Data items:
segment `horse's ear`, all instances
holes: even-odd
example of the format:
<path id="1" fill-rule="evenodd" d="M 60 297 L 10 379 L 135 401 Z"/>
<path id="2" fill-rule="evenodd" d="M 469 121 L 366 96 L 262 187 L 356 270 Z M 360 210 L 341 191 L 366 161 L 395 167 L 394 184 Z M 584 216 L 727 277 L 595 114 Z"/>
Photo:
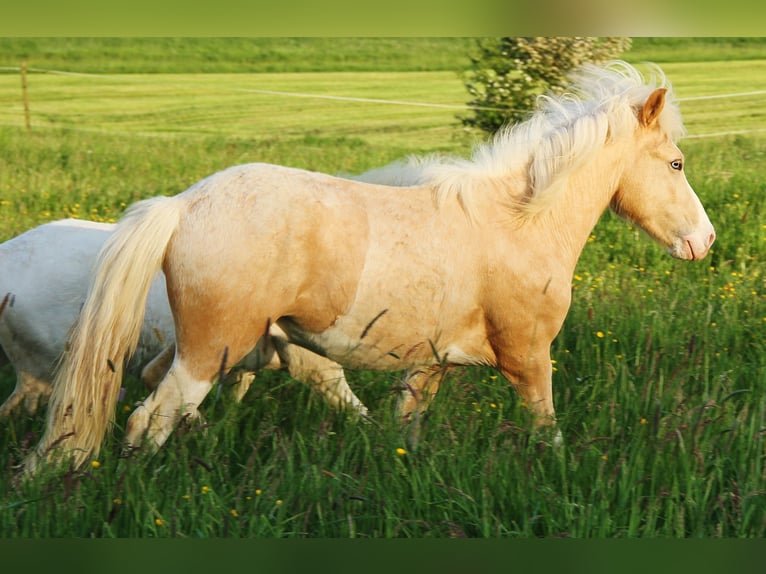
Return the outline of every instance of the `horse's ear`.
<path id="1" fill-rule="evenodd" d="M 638 113 L 638 122 L 642 126 L 649 127 L 657 120 L 662 108 L 665 106 L 665 94 L 667 91 L 666 88 L 658 88 L 646 99 L 644 107 Z"/>

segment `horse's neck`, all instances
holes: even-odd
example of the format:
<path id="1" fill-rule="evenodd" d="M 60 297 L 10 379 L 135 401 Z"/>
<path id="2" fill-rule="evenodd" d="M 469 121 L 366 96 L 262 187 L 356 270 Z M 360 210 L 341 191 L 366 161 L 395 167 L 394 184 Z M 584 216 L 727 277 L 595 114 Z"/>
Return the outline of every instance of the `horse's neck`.
<path id="1" fill-rule="evenodd" d="M 572 262 L 572 271 L 593 228 L 609 208 L 622 170 L 620 154 L 607 146 L 583 167 L 570 174 L 561 196 L 542 214 L 541 224 L 550 226 L 557 246 Z"/>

- About this exercise:
From the entries, copy every line in which the string "segment" can be found.

- Task answer:
segment `horse's ear`, all instances
segment `horse's neck`, all instances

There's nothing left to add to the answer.